Task to complete: Rewrite the records from the line that has "Indicate the long" through the line that has "pixel 120 52", changing "brown fur" to "tan fur" and keeping everything else the same.
:: Dataset records ::
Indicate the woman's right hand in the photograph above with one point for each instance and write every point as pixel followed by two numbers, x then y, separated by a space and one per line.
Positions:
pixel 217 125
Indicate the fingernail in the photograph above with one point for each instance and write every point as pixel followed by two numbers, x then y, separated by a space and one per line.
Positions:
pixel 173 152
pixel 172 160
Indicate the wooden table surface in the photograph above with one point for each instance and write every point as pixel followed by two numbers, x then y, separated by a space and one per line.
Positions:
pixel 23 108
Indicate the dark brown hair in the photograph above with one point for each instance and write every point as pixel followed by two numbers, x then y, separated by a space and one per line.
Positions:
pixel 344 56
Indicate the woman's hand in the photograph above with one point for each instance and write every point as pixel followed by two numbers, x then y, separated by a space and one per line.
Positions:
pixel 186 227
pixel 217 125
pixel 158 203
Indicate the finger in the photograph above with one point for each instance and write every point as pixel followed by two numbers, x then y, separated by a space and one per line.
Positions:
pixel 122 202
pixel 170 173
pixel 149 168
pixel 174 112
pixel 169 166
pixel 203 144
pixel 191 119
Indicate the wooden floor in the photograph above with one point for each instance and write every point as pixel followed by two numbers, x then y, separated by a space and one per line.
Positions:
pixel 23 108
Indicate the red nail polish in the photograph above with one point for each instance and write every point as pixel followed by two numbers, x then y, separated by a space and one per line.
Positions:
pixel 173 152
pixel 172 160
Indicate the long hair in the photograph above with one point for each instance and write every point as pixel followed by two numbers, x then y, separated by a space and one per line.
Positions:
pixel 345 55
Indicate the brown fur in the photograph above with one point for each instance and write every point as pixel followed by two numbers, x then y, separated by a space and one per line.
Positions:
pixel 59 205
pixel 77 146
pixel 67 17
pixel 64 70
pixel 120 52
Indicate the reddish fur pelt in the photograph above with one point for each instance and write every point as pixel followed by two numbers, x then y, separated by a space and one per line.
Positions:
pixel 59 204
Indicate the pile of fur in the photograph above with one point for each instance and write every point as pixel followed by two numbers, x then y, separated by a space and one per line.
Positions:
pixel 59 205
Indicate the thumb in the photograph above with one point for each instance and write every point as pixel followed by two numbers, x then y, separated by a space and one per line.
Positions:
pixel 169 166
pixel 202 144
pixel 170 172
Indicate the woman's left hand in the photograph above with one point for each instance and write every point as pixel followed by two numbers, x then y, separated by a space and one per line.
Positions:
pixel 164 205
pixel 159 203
:::
:: Dataset records ::
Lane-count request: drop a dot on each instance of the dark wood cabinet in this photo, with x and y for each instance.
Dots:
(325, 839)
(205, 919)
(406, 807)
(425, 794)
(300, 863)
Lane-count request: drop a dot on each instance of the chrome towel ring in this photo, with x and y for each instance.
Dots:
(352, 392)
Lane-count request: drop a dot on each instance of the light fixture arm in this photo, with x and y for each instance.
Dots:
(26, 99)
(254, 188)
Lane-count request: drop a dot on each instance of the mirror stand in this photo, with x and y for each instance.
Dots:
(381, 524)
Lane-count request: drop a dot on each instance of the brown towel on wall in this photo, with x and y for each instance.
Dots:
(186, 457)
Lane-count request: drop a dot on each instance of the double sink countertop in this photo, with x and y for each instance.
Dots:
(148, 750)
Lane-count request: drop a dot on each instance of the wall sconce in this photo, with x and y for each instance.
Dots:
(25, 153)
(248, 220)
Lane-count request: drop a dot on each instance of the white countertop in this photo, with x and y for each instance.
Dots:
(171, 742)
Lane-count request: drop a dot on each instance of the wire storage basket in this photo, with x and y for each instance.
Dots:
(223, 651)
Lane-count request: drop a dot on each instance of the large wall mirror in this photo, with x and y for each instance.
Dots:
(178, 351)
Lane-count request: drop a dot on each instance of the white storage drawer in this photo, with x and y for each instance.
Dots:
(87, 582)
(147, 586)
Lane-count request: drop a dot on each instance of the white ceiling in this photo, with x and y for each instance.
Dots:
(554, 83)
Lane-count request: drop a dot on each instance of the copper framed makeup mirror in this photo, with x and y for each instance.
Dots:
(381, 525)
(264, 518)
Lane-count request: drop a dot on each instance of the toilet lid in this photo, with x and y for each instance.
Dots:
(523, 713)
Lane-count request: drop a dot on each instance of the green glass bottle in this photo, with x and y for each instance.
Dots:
:::
:: Dataset records ::
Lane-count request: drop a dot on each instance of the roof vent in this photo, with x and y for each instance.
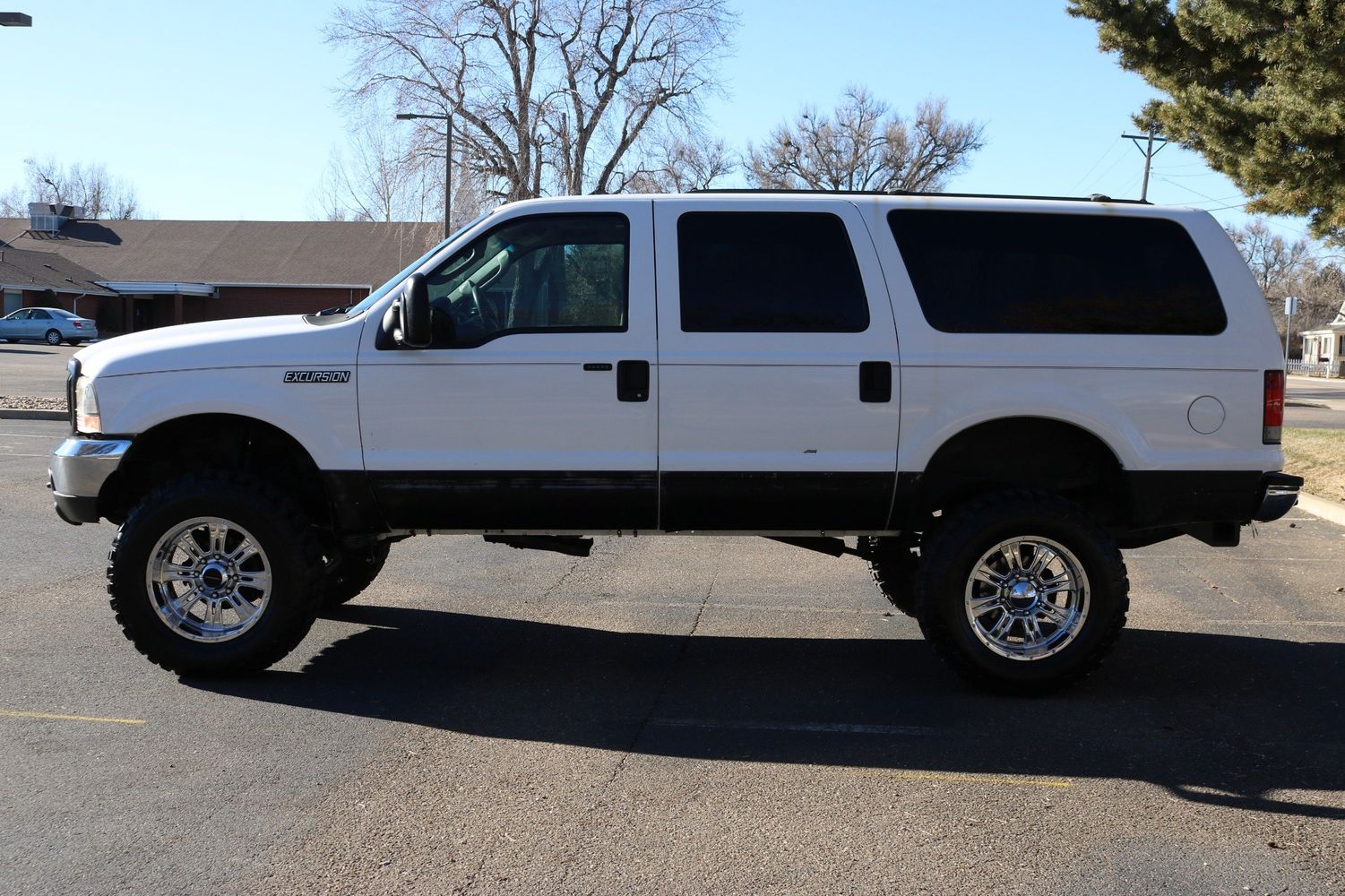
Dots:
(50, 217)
:::
Output:
Indicate the long hair in the photograph above with one point for each instance and write every point as pixel followed by two numbers, x then y, separated by a space and one per line.
Positions:
pixel 345 55
Indicate the tan fur in the photograph above with one point for each instance and write every point as pixel followed by two numbers, x then y, separated by a space and one per line.
Positions:
pixel 59 205
pixel 77 146
pixel 67 17
pixel 64 70
pixel 120 52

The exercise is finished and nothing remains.